| EXERCISE PROMPT |
Quote, without any change, the line that contains "One point lands on each instance of the boat;" and all lines that follow it to the end of the data below.

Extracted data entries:
☆ ☆ ☆

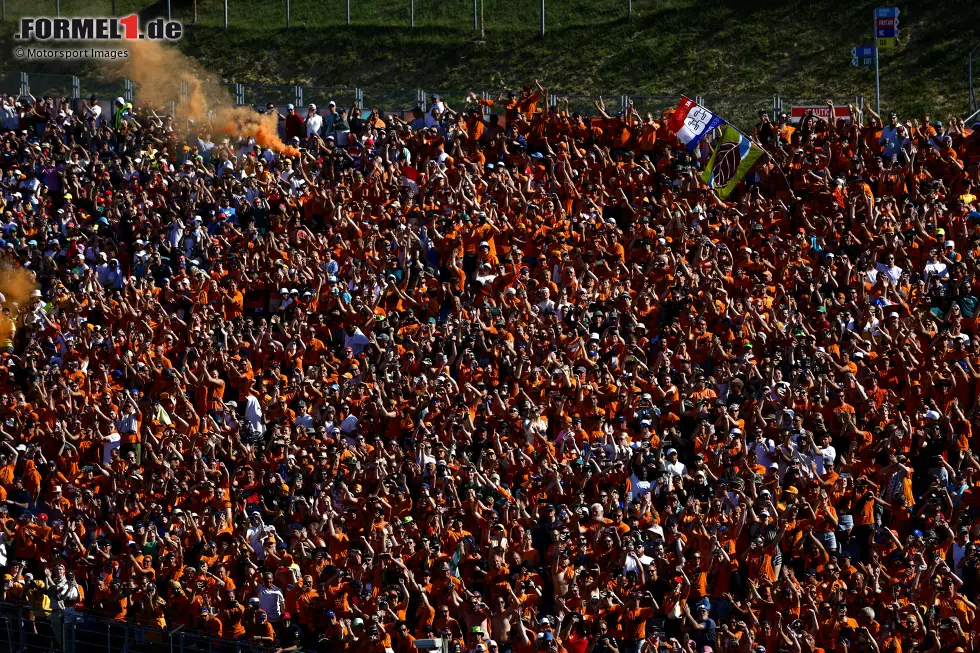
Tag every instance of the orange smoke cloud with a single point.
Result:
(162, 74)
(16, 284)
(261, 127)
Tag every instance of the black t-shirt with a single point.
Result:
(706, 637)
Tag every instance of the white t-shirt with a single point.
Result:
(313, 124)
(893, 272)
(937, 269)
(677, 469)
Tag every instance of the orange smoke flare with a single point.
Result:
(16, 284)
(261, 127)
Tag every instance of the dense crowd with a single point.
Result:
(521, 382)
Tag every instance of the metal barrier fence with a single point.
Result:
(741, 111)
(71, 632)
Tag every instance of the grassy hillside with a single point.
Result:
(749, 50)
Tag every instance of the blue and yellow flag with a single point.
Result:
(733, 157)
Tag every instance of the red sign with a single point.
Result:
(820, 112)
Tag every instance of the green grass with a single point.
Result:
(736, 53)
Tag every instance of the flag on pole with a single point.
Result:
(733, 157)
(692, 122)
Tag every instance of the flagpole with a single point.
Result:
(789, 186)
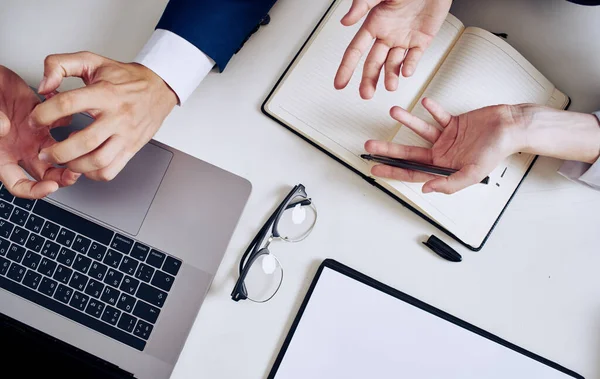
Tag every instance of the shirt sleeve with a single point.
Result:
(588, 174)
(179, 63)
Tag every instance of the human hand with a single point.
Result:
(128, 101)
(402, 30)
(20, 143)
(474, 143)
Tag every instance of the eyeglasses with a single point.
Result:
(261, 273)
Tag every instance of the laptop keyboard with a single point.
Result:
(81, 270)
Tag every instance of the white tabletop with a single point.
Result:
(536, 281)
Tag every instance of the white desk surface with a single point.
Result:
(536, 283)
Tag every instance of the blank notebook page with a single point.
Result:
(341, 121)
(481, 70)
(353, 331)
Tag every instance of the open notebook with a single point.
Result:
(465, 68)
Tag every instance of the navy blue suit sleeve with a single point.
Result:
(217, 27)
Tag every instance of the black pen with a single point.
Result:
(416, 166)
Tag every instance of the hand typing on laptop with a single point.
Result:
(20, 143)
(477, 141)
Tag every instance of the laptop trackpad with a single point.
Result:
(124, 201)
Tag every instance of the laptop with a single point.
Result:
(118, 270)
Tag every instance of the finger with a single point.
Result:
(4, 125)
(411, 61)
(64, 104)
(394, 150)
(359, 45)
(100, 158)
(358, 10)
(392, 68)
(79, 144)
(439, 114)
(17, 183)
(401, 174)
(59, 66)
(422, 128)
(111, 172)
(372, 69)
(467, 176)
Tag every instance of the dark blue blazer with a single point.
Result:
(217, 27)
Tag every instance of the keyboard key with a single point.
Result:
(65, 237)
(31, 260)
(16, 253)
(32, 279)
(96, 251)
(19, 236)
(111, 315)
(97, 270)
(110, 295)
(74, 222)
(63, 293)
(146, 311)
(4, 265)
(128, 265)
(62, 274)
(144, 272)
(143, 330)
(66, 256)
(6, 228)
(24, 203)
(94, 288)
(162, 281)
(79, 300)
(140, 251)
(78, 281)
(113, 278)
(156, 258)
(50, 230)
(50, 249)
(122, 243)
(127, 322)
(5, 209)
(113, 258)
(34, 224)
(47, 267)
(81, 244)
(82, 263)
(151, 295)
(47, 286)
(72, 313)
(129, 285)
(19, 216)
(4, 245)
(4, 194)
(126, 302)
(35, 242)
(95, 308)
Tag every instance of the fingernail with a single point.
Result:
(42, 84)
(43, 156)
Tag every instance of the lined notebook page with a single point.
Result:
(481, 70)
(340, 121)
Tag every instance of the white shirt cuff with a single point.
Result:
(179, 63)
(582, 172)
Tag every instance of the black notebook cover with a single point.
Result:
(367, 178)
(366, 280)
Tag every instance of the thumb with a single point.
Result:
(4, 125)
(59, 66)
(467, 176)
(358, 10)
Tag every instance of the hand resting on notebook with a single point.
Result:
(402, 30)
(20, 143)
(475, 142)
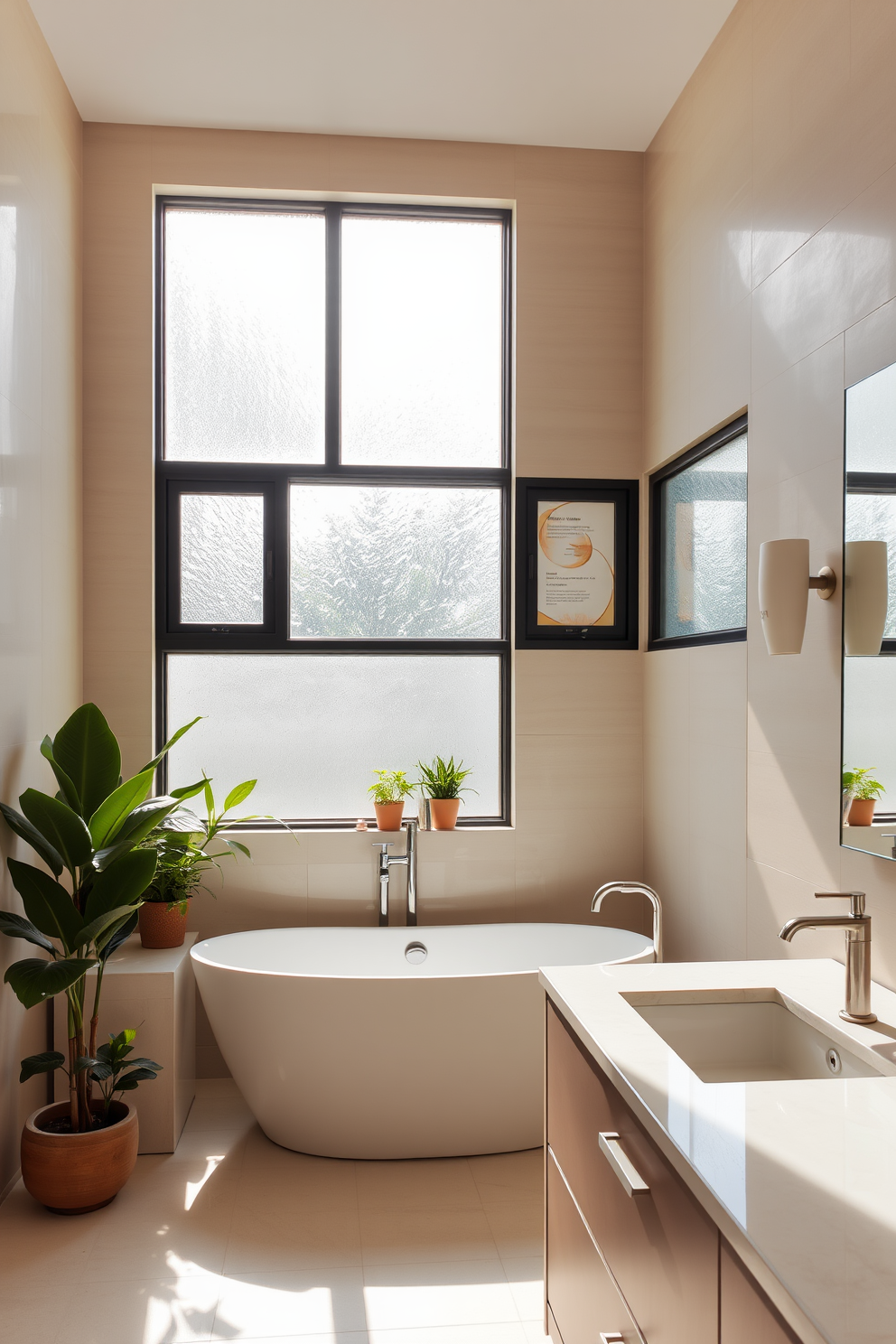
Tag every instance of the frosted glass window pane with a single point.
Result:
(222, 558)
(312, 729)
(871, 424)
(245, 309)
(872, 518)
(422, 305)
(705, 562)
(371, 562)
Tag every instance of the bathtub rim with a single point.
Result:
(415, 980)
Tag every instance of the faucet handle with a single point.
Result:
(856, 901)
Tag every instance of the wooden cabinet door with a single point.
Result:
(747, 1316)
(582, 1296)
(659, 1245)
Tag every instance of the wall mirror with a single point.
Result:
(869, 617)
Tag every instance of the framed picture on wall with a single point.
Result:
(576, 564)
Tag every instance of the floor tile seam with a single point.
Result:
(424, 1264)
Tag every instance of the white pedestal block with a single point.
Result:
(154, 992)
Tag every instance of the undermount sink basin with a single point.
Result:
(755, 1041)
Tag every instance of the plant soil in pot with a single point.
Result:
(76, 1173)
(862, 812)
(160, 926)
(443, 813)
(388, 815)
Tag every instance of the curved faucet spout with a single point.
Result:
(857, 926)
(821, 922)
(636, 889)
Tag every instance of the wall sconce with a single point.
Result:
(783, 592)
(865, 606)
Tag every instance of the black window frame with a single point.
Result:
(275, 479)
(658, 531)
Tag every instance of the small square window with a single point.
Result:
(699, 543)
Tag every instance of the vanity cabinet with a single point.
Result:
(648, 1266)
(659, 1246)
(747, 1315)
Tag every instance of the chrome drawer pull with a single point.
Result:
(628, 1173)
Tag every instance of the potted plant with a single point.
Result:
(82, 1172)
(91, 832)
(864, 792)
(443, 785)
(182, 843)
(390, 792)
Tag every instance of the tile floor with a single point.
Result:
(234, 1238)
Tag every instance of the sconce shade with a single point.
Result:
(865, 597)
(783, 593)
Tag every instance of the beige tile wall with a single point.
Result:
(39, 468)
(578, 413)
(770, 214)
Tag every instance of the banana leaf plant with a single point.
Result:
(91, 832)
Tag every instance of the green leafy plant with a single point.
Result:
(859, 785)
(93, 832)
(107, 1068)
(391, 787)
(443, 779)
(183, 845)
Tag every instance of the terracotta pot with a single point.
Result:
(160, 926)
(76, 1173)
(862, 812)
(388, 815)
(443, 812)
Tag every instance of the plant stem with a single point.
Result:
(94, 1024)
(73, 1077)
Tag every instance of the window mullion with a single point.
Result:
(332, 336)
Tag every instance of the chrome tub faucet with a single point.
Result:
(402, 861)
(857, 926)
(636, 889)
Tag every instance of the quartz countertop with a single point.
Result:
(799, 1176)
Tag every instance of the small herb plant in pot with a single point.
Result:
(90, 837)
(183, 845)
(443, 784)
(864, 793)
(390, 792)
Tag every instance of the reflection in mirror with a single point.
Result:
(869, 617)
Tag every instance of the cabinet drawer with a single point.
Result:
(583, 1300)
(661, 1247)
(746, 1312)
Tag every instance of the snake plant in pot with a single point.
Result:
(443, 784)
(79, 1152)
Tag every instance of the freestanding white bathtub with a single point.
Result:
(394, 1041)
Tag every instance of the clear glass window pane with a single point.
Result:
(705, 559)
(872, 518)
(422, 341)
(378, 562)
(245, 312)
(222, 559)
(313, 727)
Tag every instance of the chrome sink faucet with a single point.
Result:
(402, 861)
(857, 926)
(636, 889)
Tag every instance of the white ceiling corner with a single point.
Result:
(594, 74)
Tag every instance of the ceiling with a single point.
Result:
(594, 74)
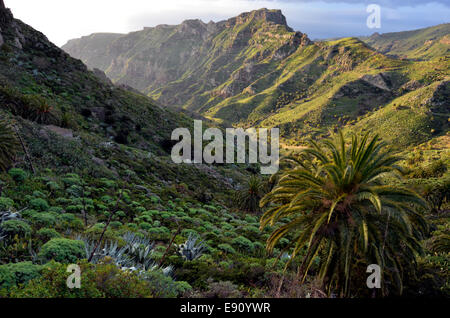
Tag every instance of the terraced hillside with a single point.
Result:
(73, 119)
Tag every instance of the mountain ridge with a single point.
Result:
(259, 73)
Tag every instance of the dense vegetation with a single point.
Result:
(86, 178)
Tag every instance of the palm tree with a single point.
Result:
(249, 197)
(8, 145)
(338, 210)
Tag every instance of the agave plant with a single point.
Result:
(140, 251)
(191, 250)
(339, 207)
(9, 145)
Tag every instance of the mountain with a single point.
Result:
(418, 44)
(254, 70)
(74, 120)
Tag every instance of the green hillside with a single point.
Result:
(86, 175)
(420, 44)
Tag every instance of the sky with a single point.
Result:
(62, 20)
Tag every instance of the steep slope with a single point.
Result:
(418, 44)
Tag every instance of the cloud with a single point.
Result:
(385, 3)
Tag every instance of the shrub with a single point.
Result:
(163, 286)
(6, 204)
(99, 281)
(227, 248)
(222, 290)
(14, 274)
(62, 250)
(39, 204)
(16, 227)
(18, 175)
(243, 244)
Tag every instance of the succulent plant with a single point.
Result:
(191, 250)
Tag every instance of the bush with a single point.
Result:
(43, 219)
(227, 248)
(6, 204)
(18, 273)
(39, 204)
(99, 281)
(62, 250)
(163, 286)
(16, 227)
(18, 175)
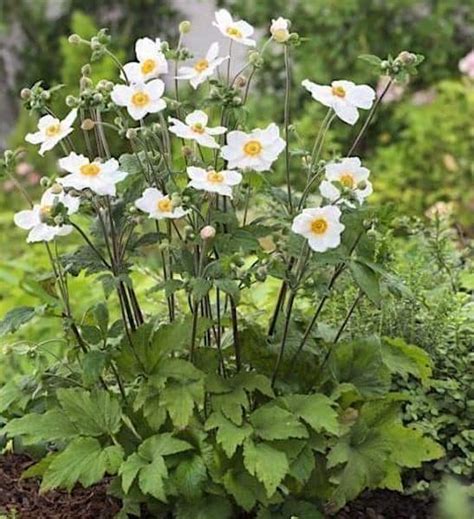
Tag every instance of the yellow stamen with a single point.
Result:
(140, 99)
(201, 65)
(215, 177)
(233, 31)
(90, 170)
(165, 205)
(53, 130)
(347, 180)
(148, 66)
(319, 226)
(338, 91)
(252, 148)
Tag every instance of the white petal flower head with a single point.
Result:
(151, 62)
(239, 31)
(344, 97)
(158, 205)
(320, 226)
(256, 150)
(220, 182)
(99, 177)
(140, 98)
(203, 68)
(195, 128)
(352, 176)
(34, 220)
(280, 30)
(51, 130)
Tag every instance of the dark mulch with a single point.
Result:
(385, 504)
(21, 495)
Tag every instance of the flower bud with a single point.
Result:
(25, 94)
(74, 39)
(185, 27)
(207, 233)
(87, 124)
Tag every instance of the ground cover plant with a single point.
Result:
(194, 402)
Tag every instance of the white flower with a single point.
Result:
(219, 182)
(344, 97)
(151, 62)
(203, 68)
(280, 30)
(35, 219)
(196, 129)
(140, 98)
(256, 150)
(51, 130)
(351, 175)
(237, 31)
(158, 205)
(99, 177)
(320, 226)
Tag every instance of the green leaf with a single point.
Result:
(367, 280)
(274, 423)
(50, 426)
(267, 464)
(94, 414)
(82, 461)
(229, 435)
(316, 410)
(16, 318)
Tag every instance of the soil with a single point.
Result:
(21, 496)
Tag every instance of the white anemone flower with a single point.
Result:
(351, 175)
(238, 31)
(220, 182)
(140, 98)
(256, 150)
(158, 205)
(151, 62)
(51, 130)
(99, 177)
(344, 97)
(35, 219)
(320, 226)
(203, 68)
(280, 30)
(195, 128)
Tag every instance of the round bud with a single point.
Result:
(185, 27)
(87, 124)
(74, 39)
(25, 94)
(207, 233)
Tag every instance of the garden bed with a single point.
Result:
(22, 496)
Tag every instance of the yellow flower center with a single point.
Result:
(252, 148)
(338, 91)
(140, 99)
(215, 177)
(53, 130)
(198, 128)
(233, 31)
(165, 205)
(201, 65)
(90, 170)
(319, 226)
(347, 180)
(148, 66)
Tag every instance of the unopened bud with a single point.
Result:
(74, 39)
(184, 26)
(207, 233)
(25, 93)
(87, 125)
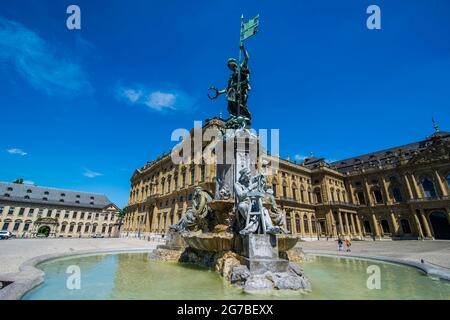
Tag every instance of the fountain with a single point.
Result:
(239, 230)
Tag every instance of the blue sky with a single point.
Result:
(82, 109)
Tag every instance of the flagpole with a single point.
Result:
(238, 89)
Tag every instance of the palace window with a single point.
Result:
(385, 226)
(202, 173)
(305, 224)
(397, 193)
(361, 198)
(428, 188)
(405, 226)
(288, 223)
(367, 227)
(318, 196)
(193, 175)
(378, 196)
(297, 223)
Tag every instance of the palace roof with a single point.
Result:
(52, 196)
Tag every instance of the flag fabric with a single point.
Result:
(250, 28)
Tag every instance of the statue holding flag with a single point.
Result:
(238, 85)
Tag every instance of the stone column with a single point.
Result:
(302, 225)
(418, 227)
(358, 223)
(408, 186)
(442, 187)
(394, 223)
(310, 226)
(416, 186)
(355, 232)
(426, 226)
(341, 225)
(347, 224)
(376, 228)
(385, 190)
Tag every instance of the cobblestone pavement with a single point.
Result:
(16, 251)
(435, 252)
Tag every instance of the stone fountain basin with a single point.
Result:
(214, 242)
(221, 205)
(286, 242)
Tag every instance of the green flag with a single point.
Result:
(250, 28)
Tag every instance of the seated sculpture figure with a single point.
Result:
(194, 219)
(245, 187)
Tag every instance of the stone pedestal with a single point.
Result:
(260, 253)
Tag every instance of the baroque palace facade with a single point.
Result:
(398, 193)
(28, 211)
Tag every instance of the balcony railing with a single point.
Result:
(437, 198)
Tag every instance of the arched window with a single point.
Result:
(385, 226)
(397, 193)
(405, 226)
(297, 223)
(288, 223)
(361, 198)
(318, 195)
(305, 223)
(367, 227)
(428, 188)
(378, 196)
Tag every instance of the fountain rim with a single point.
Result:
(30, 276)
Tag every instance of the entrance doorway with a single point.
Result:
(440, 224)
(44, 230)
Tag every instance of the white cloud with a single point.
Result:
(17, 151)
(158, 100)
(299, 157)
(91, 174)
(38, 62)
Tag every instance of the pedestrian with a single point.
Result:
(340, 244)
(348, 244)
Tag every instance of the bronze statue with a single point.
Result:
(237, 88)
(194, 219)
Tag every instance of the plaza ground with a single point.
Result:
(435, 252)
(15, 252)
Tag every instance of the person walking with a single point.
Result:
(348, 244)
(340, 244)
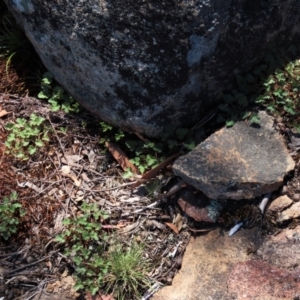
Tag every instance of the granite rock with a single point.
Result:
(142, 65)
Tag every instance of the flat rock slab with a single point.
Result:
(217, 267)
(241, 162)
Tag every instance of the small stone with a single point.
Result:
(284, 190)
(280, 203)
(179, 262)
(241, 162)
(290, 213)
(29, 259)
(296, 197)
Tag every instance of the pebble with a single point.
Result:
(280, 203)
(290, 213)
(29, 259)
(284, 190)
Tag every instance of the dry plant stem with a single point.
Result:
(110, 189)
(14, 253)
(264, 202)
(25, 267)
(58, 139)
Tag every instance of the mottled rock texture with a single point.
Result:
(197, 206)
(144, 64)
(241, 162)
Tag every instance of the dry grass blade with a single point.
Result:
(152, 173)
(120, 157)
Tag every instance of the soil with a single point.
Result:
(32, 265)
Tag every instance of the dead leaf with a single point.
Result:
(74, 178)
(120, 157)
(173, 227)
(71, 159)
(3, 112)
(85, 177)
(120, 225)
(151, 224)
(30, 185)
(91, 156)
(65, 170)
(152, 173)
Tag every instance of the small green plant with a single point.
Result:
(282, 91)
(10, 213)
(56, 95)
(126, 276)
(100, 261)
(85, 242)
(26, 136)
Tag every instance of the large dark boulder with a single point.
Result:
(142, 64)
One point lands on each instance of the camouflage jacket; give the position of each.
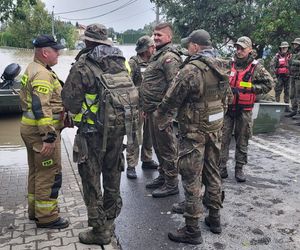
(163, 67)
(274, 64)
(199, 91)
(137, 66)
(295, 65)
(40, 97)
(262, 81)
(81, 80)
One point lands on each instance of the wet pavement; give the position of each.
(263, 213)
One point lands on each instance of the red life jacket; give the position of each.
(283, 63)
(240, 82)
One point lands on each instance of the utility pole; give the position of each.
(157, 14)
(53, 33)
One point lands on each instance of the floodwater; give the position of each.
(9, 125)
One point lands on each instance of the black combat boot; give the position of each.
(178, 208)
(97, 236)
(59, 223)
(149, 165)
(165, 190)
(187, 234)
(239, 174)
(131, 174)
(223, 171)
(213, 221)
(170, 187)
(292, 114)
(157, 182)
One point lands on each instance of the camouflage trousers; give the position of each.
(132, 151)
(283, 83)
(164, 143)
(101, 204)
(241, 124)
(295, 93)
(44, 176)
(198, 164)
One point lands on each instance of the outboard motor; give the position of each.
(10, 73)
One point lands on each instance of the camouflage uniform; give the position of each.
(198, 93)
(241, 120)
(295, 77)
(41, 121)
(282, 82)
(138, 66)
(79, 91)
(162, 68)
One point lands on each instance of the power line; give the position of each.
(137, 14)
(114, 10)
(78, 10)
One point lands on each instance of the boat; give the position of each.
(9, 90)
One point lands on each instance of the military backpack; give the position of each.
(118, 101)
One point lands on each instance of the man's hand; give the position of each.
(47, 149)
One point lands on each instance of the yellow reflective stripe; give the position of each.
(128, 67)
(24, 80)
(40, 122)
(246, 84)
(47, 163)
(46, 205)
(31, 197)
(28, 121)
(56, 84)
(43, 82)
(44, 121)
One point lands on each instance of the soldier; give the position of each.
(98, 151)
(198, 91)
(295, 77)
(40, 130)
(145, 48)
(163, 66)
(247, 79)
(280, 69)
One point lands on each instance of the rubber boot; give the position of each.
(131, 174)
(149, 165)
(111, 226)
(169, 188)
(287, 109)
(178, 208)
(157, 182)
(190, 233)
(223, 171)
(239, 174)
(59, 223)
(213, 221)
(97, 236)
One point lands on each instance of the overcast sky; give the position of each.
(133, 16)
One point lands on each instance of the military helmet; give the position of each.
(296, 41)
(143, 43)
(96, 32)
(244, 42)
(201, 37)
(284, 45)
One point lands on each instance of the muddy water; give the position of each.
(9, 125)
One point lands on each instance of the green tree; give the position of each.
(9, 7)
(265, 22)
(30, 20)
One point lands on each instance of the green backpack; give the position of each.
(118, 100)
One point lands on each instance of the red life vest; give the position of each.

☆ ☆ ☆

| OUTPUT FOR THIS TASK |
One point lands on each instance of the boat; give the position of each.
(9, 90)
One point lands on each instance of the military backpack; give the position of each.
(118, 101)
One point lands on each instance of the man's hand; give the position of each.
(47, 149)
One point lands on each instance of the yellow reflective stripe; give the position of each.
(128, 67)
(24, 80)
(40, 122)
(246, 84)
(47, 163)
(46, 205)
(31, 197)
(28, 121)
(56, 84)
(43, 82)
(44, 121)
One point lands on each instance of the soldier; give the position of each.
(98, 151)
(198, 91)
(295, 77)
(40, 130)
(145, 48)
(163, 66)
(247, 79)
(280, 69)
One point lands on each instance of the rubber boot; give the position of each.
(131, 174)
(149, 165)
(111, 226)
(169, 188)
(287, 109)
(178, 208)
(157, 182)
(190, 233)
(223, 171)
(239, 174)
(59, 223)
(213, 221)
(97, 236)
One point lands on each instance of the overcast sky; give the position of each.
(133, 16)
One point lands on each instance of the military helmet; give the position of each.
(296, 41)
(143, 43)
(96, 32)
(244, 42)
(201, 37)
(284, 45)
One point lands on each instance of the muddy water; give the position of each.
(9, 125)
One point lands on each instance of the green tree; give the position of each.
(9, 7)
(265, 22)
(30, 20)
One point lands on each instance of the green backpack; give the position of each.
(118, 100)
One point lands on each instance of the red life vest; give the position of each.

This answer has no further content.